======== MATERIALS PROVIDED

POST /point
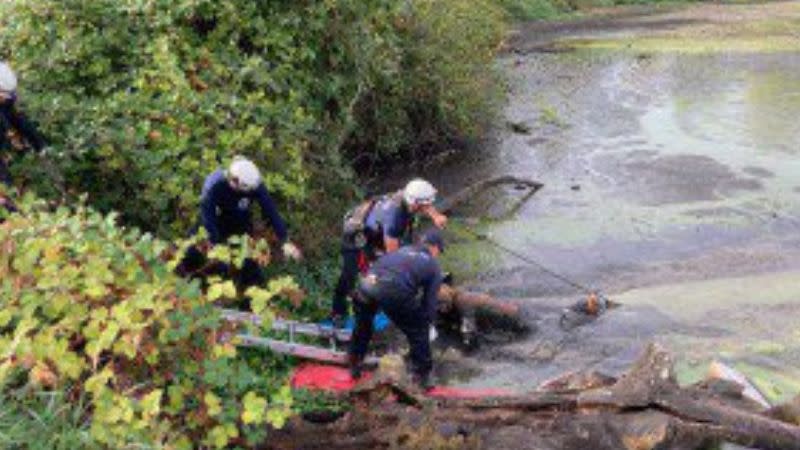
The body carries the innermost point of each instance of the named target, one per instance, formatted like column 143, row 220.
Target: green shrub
column 141, row 100
column 440, row 86
column 91, row 308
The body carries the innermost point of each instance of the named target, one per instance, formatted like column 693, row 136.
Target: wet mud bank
column 669, row 151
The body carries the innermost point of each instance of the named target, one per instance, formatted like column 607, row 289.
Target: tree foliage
column 142, row 99
column 91, row 308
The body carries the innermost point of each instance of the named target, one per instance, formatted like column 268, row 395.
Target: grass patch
column 44, row 420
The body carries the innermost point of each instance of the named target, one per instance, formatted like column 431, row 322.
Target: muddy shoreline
column 670, row 180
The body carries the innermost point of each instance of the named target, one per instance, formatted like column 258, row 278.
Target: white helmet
column 8, row 80
column 419, row 192
column 243, row 174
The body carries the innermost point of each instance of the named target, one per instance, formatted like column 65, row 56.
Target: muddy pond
column 670, row 156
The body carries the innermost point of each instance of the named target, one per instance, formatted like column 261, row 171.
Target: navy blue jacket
column 11, row 119
column 389, row 217
column 409, row 270
column 220, row 202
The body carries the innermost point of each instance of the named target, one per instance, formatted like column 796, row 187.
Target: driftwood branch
column 644, row 409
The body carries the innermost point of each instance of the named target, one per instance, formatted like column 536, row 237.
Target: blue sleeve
column 269, row 210
column 208, row 206
column 394, row 225
column 432, row 284
column 27, row 130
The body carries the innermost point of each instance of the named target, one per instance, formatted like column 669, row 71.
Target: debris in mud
column 585, row 311
column 644, row 409
column 519, row 127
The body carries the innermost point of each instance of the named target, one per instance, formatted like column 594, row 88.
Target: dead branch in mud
column 472, row 190
column 644, row 409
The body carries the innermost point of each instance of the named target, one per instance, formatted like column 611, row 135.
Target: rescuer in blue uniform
column 405, row 285
column 225, row 203
column 12, row 122
column 377, row 226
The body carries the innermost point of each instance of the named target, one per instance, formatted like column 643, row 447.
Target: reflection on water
column 660, row 171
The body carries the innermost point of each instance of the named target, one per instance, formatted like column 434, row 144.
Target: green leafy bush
column 141, row 100
column 439, row 84
column 90, row 308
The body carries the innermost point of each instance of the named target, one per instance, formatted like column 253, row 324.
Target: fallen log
column 644, row 409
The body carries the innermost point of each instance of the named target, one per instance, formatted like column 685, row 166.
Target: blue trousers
column 405, row 313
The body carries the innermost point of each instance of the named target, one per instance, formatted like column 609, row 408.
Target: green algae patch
column 689, row 45
column 777, row 386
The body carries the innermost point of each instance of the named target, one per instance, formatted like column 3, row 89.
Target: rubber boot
column 423, row 381
column 356, row 366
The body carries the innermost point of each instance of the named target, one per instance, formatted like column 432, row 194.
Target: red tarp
column 322, row 377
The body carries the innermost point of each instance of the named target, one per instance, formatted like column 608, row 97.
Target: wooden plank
column 303, row 351
column 290, row 326
column 722, row 371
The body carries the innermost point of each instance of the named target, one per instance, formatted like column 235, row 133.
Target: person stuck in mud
column 405, row 285
column 377, row 226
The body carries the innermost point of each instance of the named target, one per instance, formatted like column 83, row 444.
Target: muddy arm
column 450, row 297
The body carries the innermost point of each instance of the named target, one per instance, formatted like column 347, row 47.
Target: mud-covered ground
column 669, row 147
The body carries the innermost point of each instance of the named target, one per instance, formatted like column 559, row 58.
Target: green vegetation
column 44, row 420
column 141, row 100
column 90, row 308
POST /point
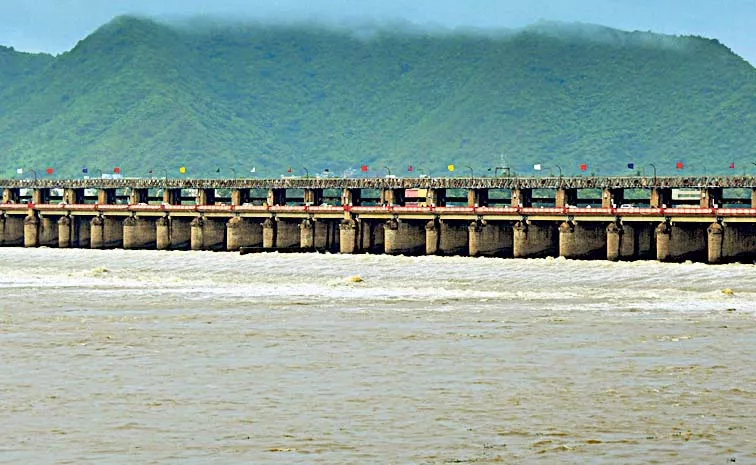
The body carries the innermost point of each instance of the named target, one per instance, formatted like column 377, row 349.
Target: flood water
column 199, row 357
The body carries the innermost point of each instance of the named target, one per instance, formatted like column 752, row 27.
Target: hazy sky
column 56, row 25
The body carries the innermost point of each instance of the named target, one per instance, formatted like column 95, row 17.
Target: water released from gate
column 199, row 357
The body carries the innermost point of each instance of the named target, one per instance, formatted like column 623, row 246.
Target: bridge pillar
column 661, row 197
column 611, row 197
column 172, row 196
column 477, row 197
column 490, row 239
column 173, row 233
column 31, row 230
column 41, row 195
column 731, row 243
column 239, row 196
column 65, row 226
column 139, row 233
column 208, row 233
column 205, row 196
column 351, row 197
column 535, row 239
column 436, row 198
column 348, row 230
column 313, row 196
column 680, row 242
column 404, row 237
column 392, row 197
column 11, row 195
column 73, row 196
column 276, row 196
column 522, row 197
column 11, row 230
column 711, row 196
column 446, row 238
column 565, row 196
column 106, row 196
column 241, row 232
column 582, row 240
column 139, row 195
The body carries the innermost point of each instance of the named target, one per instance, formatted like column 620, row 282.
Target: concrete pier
column 11, row 231
column 139, row 233
column 535, row 239
column 208, row 233
column 681, row 241
column 404, row 237
column 242, row 232
column 490, row 239
column 728, row 243
column 582, row 240
column 31, row 230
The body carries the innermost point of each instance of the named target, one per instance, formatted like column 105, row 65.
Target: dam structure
column 706, row 219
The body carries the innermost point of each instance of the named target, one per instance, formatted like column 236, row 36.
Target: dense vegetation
column 145, row 96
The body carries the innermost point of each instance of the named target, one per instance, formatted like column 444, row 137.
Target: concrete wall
column 139, row 233
column 242, row 232
column 535, row 239
column 681, row 241
column 11, row 231
column 582, row 240
column 404, row 237
column 490, row 239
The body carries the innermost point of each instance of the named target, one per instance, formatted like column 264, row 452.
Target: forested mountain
column 143, row 96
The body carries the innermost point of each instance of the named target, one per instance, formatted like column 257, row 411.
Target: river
column 199, row 357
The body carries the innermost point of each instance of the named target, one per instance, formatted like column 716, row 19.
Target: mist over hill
column 209, row 95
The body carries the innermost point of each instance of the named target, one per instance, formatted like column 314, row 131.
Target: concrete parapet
column 241, row 232
column 404, row 237
column 735, row 242
column 535, row 239
column 65, row 232
column 680, row 242
column 490, row 239
column 208, row 233
column 31, row 230
column 348, row 234
column 582, row 240
column 11, row 231
column 139, row 233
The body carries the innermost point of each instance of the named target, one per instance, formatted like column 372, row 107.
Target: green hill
column 143, row 96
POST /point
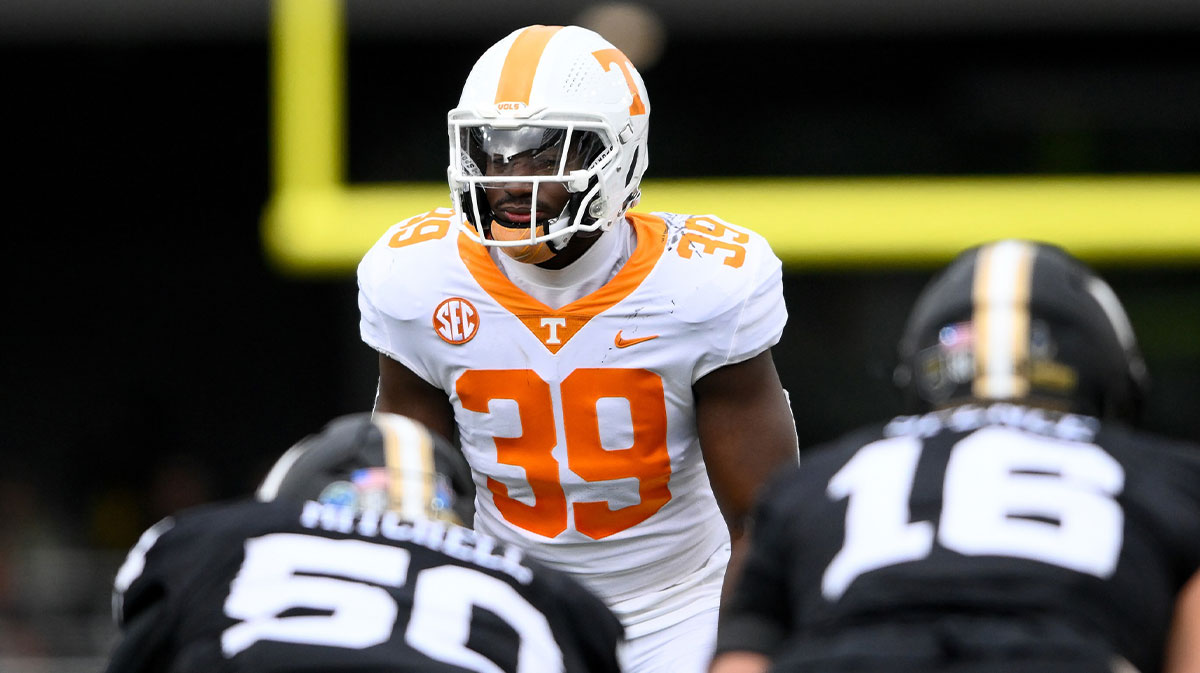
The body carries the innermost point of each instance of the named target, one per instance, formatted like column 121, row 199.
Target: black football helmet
column 376, row 462
column 1023, row 322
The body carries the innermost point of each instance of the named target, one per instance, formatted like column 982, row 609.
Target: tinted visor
column 529, row 150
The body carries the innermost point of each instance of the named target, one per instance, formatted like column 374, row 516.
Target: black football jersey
column 990, row 534
column 288, row 587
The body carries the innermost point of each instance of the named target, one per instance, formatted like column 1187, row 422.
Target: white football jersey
column 579, row 421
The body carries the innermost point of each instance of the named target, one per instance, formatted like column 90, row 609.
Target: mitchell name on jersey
column 581, row 415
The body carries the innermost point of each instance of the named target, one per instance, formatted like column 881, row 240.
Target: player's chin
column 533, row 253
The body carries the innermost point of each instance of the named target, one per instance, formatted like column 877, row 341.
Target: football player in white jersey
column 606, row 373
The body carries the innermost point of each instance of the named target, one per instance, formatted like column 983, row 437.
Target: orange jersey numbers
column 425, row 228
column 646, row 460
column 709, row 234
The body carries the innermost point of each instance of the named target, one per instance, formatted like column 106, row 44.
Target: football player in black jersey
column 1018, row 523
column 352, row 559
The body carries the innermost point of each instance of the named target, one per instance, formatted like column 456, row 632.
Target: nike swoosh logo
column 627, row 342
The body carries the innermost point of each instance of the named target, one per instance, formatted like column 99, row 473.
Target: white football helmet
column 549, row 104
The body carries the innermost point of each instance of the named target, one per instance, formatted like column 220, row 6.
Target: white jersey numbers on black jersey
column 1005, row 493
column 317, row 590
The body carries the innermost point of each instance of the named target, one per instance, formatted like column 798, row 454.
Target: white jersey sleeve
column 738, row 296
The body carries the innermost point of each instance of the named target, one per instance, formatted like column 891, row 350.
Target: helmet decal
column 1001, row 292
column 408, row 454
column 521, row 65
column 613, row 56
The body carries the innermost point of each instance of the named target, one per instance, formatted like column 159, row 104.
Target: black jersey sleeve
column 756, row 616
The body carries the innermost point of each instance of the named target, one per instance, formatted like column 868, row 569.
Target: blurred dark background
column 154, row 359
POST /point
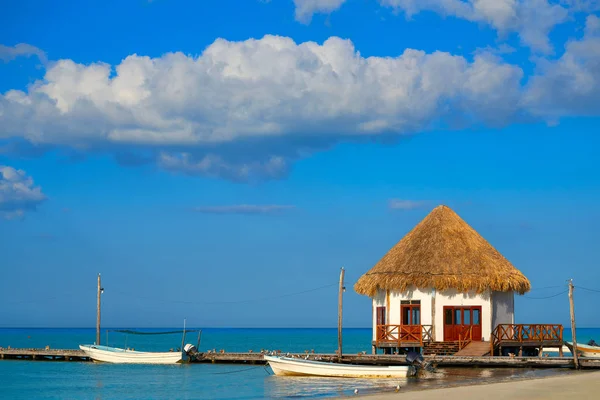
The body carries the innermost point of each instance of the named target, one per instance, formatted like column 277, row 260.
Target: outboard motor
column 417, row 361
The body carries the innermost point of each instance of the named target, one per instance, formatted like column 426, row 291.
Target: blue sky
column 219, row 160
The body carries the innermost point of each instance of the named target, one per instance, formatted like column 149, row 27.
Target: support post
column 572, row 307
column 340, row 299
column 98, row 312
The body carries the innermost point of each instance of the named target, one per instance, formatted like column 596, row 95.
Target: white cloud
column 244, row 209
column 531, row 19
column 305, row 9
column 582, row 5
column 399, row 204
column 17, row 193
column 245, row 110
column 569, row 86
column 8, row 53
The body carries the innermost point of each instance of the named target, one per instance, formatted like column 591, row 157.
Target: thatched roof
column 443, row 252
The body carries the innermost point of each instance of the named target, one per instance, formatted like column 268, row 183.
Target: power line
column 589, row 290
column 547, row 297
column 548, row 287
column 230, row 302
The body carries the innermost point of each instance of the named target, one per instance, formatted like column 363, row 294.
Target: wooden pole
column 183, row 337
column 98, row 312
column 572, row 304
column 340, row 298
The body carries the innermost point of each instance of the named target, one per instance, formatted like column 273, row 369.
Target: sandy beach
column 580, row 385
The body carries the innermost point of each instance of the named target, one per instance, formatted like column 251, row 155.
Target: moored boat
column 126, row 356
column 586, row 350
column 287, row 366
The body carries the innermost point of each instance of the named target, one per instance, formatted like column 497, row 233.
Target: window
column 457, row 318
column 448, row 316
column 410, row 312
column 380, row 315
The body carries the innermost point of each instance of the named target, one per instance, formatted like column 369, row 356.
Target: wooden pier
column 43, row 354
column 373, row 359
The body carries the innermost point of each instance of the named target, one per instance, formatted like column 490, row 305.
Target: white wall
column 503, row 308
column 445, row 298
column 393, row 308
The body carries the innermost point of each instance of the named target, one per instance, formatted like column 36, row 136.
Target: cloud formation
column 244, row 209
column 17, row 193
column 247, row 110
column 8, row 53
column 531, row 19
column 569, row 86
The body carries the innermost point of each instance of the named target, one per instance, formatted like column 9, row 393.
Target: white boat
column 287, row 366
column 126, row 356
column 586, row 350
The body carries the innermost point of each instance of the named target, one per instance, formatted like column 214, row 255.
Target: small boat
column 287, row 366
column 126, row 356
column 586, row 350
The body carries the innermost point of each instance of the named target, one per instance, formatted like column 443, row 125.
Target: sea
column 84, row 380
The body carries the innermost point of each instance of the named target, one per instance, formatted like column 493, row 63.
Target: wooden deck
column 367, row 359
column 403, row 335
column 518, row 337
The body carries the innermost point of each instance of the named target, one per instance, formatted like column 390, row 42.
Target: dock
column 367, row 359
column 43, row 354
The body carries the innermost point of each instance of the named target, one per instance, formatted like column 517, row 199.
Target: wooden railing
column 465, row 336
column 404, row 334
column 526, row 334
column 427, row 333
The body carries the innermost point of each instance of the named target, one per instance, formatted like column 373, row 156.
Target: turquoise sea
column 79, row 380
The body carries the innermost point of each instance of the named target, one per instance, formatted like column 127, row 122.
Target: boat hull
column 585, row 350
column 285, row 366
column 124, row 356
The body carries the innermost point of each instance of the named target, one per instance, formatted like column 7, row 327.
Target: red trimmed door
column 457, row 319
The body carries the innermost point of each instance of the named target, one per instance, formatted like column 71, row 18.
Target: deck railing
column 526, row 334
column 465, row 336
column 404, row 335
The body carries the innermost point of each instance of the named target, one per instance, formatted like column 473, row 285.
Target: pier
column 372, row 359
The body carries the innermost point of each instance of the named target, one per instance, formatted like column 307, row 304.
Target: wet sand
column 578, row 385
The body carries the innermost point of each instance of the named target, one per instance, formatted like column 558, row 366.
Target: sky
column 220, row 161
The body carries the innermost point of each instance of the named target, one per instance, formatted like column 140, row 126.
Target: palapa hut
column 442, row 282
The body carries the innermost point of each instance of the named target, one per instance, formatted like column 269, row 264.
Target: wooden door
column 458, row 320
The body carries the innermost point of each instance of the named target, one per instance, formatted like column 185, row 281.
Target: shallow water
column 80, row 380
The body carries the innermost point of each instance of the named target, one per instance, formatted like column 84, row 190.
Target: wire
column 232, row 302
column 547, row 297
column 589, row 290
column 548, row 287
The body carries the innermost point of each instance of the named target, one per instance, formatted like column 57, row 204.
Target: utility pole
column 340, row 299
column 100, row 291
column 572, row 304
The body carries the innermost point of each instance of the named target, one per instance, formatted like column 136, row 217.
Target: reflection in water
column 291, row 387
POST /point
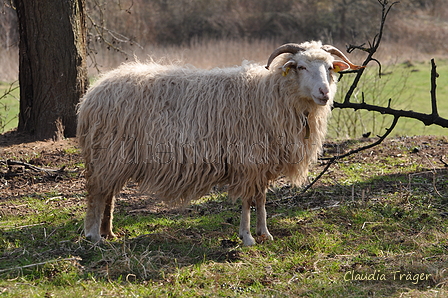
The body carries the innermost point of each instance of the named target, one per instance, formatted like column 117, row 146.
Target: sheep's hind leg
column 96, row 205
column 106, row 221
column 245, row 224
column 262, row 229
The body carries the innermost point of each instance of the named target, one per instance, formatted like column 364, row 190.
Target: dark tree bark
column 52, row 67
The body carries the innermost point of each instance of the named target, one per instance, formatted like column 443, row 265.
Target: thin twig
column 333, row 159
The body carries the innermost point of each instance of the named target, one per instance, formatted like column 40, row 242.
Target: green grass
column 9, row 106
column 408, row 86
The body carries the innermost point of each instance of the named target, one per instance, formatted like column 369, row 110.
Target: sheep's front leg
column 245, row 224
column 96, row 205
column 262, row 229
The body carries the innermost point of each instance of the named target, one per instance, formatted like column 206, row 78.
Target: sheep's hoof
column 264, row 237
column 248, row 240
column 94, row 240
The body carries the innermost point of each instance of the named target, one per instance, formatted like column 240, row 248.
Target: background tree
column 52, row 67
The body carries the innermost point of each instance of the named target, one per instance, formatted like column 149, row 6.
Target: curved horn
column 292, row 48
column 335, row 51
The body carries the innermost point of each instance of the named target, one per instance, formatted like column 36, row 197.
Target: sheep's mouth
column 321, row 100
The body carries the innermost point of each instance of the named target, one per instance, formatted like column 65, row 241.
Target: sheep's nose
column 324, row 93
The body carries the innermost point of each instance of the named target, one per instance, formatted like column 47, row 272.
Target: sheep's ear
column 287, row 66
column 340, row 66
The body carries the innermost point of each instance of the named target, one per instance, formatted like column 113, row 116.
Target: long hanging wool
column 179, row 130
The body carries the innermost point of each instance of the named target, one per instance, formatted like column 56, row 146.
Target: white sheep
column 178, row 130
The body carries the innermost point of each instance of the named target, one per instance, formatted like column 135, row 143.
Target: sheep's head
column 314, row 66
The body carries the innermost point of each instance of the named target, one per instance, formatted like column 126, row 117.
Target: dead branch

================

(WHAT IS NEEDED): Arrange the lines above as a numbered list, from the first line through the line containing "column 243, row 174", both included, leaving out blank lines. Leave the pictures out of your answer.

(EXERCISE RESPONSE):
1. POST /point
2. The body carries the innermost point of each instance of the named target, one per instance, formatted like column 143, row 220.
3. Target: green shrub
4. column 141, row 100
5. column 440, row 86
6. column 91, row 308
7. The body carries the innermost point of each instance of the named target, one per instance, formatted like column 693, row 136.
8. Target: wet mud bank
9. column 669, row 151
10. The body carries the innermost point of each instance of the named target, one per instance, formatted like column 607, row 289.
11. Target: tree foliage
12. column 142, row 99
13. column 91, row 308
14. The body carries the innermost point of each instance of the named target, one per instance, formatted like column 268, row 395.
15. Target: grass patch
16. column 44, row 420
17. The body carries the innermost point of each instance of the named target, one per instance, formatted like column 431, row 322.
18. Target: muddy shoreline
19. column 670, row 180
20. The body carries the innermost point of each instance of the named target, one per instance, formatted like column 258, row 278.
21. Target: white helmet
22. column 8, row 80
23. column 419, row 192
24. column 243, row 174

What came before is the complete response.